Begin Extracted material

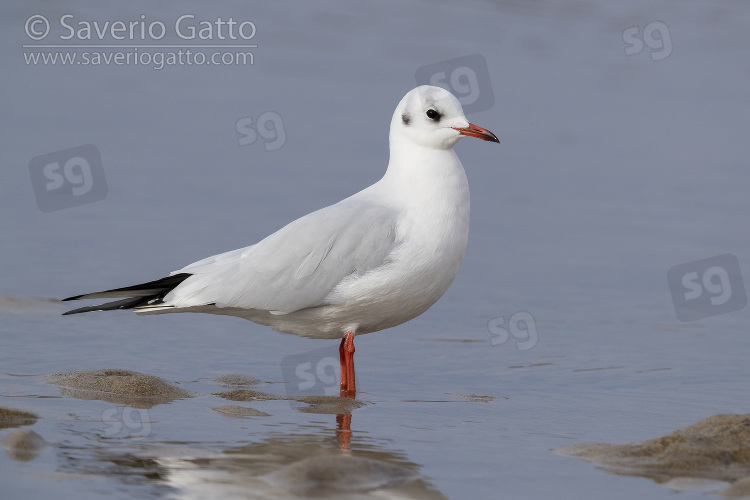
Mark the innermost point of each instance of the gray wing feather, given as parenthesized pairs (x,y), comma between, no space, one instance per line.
(297,266)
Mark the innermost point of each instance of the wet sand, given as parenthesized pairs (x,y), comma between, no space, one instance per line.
(716,448)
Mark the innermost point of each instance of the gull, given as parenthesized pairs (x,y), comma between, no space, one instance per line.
(372,261)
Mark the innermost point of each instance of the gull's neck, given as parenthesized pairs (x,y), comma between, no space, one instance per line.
(419,174)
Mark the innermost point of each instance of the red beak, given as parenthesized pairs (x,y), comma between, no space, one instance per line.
(478,132)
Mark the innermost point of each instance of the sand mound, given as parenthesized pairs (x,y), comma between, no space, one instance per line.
(235,411)
(10,417)
(230,381)
(717,448)
(134,389)
(23,445)
(325,405)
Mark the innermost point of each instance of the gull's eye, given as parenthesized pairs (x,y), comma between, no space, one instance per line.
(433,115)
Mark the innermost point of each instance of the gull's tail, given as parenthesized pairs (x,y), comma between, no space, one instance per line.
(145,294)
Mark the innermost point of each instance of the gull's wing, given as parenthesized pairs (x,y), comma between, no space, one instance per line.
(297,266)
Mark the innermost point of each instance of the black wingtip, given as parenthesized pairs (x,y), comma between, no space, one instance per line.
(128,303)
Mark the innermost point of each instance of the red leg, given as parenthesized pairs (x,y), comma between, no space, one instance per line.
(344,430)
(346,355)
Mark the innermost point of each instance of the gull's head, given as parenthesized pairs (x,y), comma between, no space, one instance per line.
(432,117)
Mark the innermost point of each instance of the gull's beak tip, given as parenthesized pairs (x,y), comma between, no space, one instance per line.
(478,132)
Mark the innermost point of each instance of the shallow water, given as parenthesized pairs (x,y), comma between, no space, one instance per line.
(612,170)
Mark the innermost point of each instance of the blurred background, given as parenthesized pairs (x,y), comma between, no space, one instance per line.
(623,155)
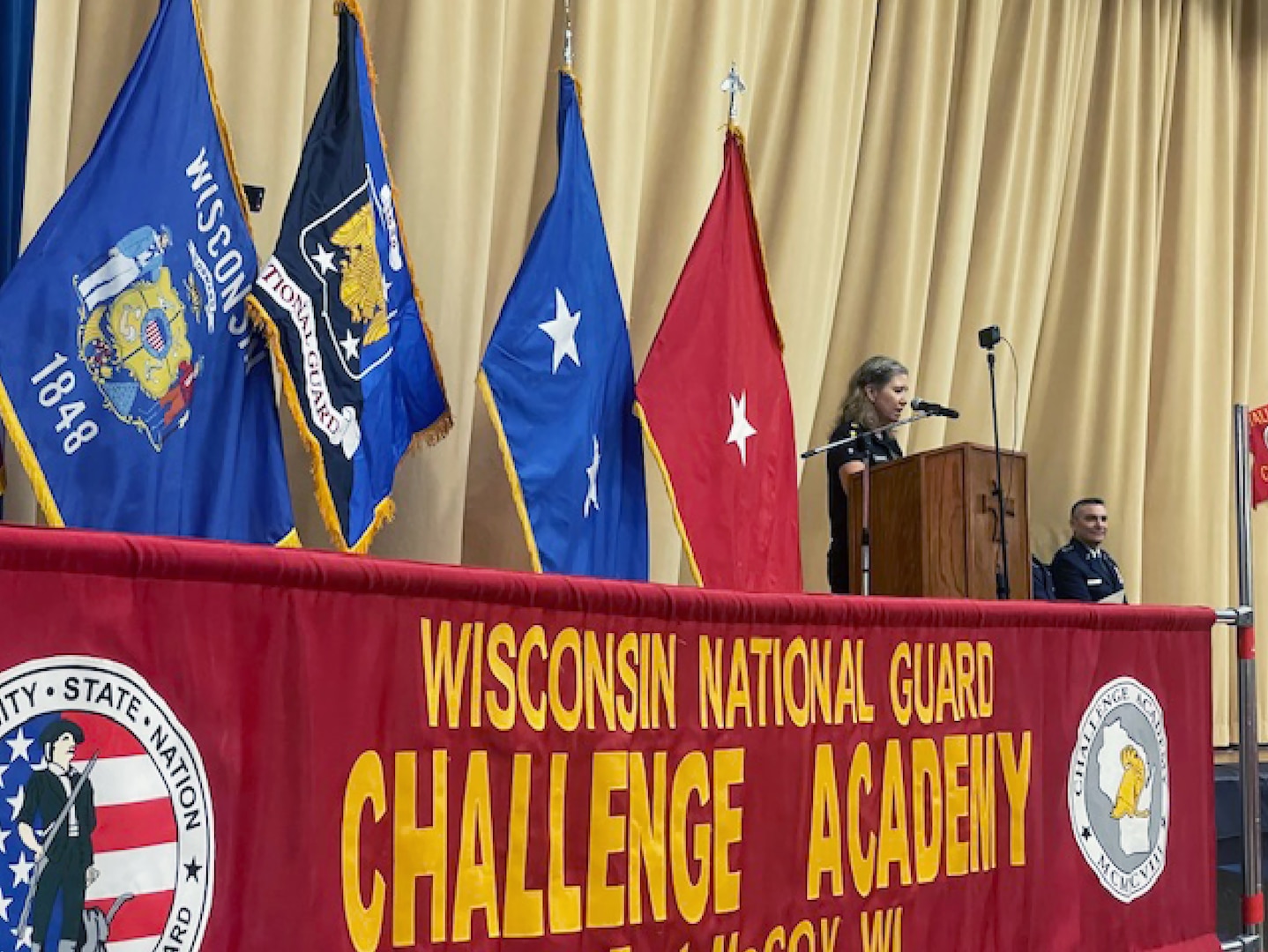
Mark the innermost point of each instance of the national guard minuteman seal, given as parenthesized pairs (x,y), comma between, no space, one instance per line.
(106,816)
(1119,789)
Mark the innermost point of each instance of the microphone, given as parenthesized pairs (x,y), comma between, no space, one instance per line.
(935,410)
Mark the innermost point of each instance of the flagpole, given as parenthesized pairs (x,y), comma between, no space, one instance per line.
(567,35)
(733,86)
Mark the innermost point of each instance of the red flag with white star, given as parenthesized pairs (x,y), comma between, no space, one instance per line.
(715,407)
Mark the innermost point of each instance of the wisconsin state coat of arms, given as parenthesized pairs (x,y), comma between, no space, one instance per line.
(133,336)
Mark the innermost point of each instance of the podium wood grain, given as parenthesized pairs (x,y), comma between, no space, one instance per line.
(935,525)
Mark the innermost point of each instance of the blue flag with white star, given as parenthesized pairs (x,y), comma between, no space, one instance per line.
(138,393)
(558,381)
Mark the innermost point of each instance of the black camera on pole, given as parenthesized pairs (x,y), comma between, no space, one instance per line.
(987,338)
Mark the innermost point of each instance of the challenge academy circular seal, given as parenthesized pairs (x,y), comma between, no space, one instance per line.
(1119,789)
(106,815)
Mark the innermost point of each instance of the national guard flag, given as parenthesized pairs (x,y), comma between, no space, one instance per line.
(558,381)
(342,311)
(138,393)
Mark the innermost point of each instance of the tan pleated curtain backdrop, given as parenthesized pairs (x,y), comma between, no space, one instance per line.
(1091,176)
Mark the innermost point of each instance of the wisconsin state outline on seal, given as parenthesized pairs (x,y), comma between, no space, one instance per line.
(1119,789)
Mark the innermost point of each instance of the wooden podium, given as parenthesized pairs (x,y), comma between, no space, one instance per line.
(935,525)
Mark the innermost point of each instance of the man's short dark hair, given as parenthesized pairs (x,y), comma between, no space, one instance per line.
(1087,501)
(55,729)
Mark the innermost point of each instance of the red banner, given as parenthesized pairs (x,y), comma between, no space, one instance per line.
(278,749)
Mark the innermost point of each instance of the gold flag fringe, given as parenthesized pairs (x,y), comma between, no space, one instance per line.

End Extracted material

Set exercise:
Rewrite all of the entries above, replacing "innermost point" with "center point" and leaving everything else unchanged. Omit the pictures from your answer.

Correct response:
Mark the center point of each instance of the gray wing feather, given as parenthesized pairs (x,y), comma between, no space, one instance per line.
(297,266)
Mark the center point of each instance of the wet sand, given as parenthesized pairs (x,y), comma between, no space, one instance per line.
(716,448)
Mark the center point of each instance of the gull, given as parenthesized pairs (x,y), comma between, no space, one instance per line.
(372,261)
Mark the center point of each instance of the gull's neck, given as parenthesized pairs (x,y), comma between, no space, one instance per line.
(419,174)
Mark the center point of each instance of the red beak, given as parenthesized pairs (x,y), comma between, no space, one instance per line.
(478,132)
Mark the center point of each instance of the sand mound, given as parenthesized pairs (x,y), comma between, no space, one instance per line.
(235,411)
(10,417)
(230,381)
(717,448)
(134,389)
(23,445)
(325,405)
Mark the center point of each instance of the gull's eye, given as parenthesized pairs (x,y), comma between, no space, one instance per line.
(433,115)
Mark the center point of each instance of the gull's tail, given as parenthesized pairs (x,y), comma between, no space, one instance per line.
(145,294)
Mark the center point of each instance of the gull's wing, given as parenthesized pairs (x,y), comma between, no space, one instance per line.
(297,266)
Mark the center point of each instance of the black wingtip, given as parenthesized pairs (x,y), comma between, no space, one instance per line.
(128,303)
Mark the center point of each instance of the red leg, given as parenthesized pairs (x,y), comma between, no space, one instance per line.
(344,430)
(346,355)
Mark the center point of each instance of the gull's head, given as parenthesized pairs (x,y), comma between, no space, one instance per line.
(432,117)
Mark the center point of each instance of the gull's beak tip, given as parenthesized pairs (x,y), comma between, no space, one instance per line.
(478,132)
Mark the center point of each instance of the shallow water, given as parenthesized pairs (x,y), comma between, no space, one instance per line.
(612,170)
Mark the center point of each instance of the blurred background, given as parenthesized pairs (x,y), comma between, no space, one instance per line.
(623,155)
Mark the center point of each instance of the national guard minuteman seal, given as parenthesized pairs (x,y), comma between, no space, one instance per line.
(106,816)
(1119,789)
Mark the center point of each instance of the microphone, given as parenthesized pairs (x,y), comma between, no space, one instance per line.
(935,410)
Mark the center point of each instance of the flagpole, given as parenthesized pairs (x,y), comma between, no space, one instance per line.
(567,35)
(733,86)
Mark the center point of each instance of the red flag with white star, given as parenthesized pairs (x,y), comma between, no space, one instance per line.
(715,407)
Mark the center point of each instance of the wisconsin state coat of arms, given as parenthesized pairs (x,y), comma between, no space, one instance per line.
(133,336)
Mark the center point of each instance of the podium wood grain, given as parenthesized pairs (x,y), comma between, no space, one instance per line.
(935,525)
Mark the center point of each instance of the blue flag with white star, given as parenthesized pairs (x,y), comma between, no space, one instance per line.
(138,393)
(558,381)
Mark the center point of each instance of the black camera on pole, given as parenthesized pairs (x,y), comma between, no space, one instance per line.
(987,338)
Mark the center point of each instance of the challenge academy circular seal, given as parenthesized pairs (x,y), comma between, no space, one instance per line.
(1119,789)
(106,815)
Mark the center point of each instance of the national guard flag, given as parenthesized pairs (x,y), comma between, no space, one instance per line.
(558,381)
(342,311)
(138,393)
Mark the center point of each instance of the tan pleated curtain backdrop, given as parenthesized pairs (x,y), comma between, no space, one instance per line.
(1091,176)
Mark the center point of each instance of the wisconsin state outline on seal, given as parenthesized pairs (x,y), comma between, no space, one instance per line.
(1119,789)
Mark the center point of each instance of the wooden podium, given as parenthesized pairs (x,y), comma between, no space, one instance per line.
(935,525)
Mark the center point of each instance of the man's short dark hair, given as parenthesized pairs (x,y), comma between, no space, one instance per line.
(1087,501)
(55,729)
Mark the center point of each instance of the red banner, given as parenthesized pairs (x,y), comma between, no space, one instance per line.
(278,749)
Mark the center point of each instance of the gold flag fringe, given as parenthesized pairs (x,y), comma between, no space, one instance per line.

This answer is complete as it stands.